**Exercise task:**
Return every line in the records that contains the string "jacket", and treat case as significant.

Coordinate annotation entries
[BEGIN]

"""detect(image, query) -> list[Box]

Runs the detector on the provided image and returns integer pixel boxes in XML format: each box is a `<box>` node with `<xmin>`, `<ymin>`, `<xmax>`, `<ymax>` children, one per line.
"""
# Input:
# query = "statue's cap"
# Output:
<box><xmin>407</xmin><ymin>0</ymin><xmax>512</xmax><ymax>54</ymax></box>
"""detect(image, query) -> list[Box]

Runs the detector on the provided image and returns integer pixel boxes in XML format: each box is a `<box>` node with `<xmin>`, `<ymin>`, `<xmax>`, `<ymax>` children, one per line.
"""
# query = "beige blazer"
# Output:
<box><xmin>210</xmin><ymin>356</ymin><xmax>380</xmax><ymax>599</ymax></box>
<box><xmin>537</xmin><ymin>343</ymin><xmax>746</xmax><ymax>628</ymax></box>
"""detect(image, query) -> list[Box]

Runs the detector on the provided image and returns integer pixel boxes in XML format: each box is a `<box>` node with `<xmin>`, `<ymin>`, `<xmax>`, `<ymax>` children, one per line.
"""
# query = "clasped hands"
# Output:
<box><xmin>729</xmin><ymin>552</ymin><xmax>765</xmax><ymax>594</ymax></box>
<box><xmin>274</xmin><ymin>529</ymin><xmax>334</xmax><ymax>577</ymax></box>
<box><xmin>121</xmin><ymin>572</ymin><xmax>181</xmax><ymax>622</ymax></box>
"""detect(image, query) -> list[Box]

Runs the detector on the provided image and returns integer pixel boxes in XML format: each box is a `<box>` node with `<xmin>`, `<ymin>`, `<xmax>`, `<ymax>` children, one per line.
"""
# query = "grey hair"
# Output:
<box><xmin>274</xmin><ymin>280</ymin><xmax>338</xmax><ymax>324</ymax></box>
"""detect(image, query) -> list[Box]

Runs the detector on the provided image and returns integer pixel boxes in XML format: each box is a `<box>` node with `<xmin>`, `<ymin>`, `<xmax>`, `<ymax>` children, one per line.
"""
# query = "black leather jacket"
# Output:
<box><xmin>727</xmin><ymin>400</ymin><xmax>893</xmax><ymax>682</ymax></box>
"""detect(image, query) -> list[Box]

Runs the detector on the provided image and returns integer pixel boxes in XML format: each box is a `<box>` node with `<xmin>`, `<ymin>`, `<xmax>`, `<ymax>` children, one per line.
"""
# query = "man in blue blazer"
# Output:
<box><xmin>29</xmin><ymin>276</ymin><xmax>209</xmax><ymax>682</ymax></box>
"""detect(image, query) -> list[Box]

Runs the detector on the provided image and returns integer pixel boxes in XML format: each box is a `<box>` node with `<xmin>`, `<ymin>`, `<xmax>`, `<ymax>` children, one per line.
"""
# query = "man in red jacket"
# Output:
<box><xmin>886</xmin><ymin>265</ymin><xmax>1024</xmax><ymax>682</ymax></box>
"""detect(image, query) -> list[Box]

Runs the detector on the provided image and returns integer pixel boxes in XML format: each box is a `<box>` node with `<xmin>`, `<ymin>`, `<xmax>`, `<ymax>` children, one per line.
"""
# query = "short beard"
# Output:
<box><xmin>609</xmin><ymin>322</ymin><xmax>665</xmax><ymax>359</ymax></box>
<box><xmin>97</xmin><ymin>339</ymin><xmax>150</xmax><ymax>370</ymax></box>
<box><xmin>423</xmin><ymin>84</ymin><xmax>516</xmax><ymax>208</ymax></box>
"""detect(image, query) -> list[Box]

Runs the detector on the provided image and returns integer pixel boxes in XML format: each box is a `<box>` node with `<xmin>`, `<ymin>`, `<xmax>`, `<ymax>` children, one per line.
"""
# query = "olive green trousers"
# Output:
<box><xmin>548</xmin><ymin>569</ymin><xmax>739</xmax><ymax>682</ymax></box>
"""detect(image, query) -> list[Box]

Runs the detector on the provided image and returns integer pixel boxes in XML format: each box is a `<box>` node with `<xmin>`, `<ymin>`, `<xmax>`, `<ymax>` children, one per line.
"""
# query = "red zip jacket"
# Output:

[END]

**Full solution:**
# query = "black leather jacket"
# query = "man in red jacket"
# query = "red zip jacket"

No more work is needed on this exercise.